start Excerpted data
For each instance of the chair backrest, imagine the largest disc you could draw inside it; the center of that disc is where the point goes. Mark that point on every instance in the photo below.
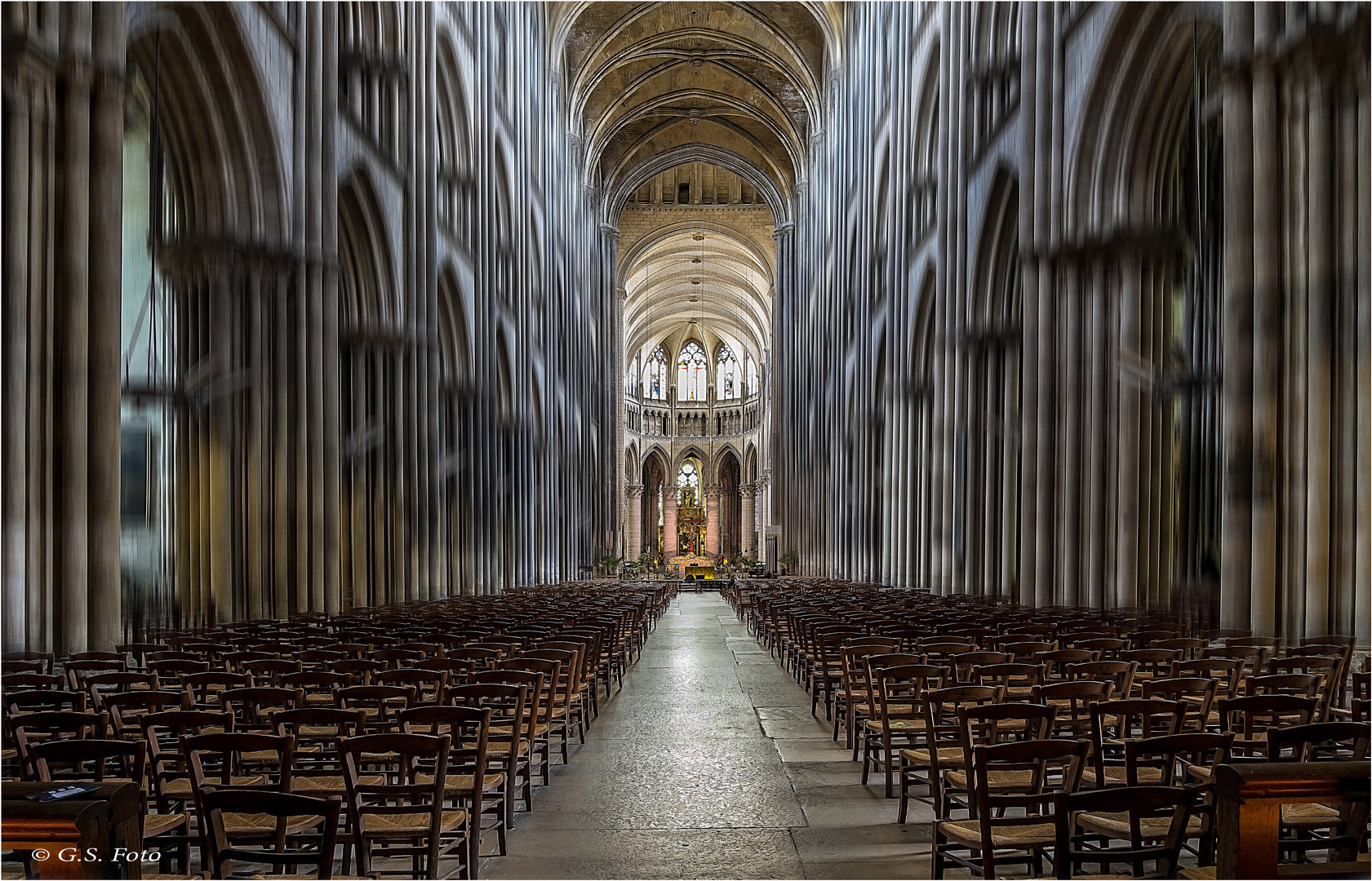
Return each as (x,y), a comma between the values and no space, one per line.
end Excerpted data
start Excerpted data
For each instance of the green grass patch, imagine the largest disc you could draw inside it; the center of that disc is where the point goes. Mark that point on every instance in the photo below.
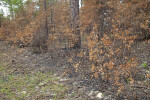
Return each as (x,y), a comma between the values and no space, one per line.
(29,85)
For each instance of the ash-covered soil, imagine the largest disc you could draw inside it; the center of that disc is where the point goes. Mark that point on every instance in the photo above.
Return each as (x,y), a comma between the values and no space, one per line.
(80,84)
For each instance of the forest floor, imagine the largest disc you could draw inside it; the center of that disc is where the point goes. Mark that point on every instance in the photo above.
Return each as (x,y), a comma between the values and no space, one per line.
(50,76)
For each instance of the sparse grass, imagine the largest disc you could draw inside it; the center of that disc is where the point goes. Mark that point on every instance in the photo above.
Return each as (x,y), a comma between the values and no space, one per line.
end Excerpted data
Collect every line in the rows above that contains the word "sparse".

For each instance of the sparse grass, imagine the largest disc you could draw inside it; the center of that disc is where the point goes. Mark that point on every instance in the photo above.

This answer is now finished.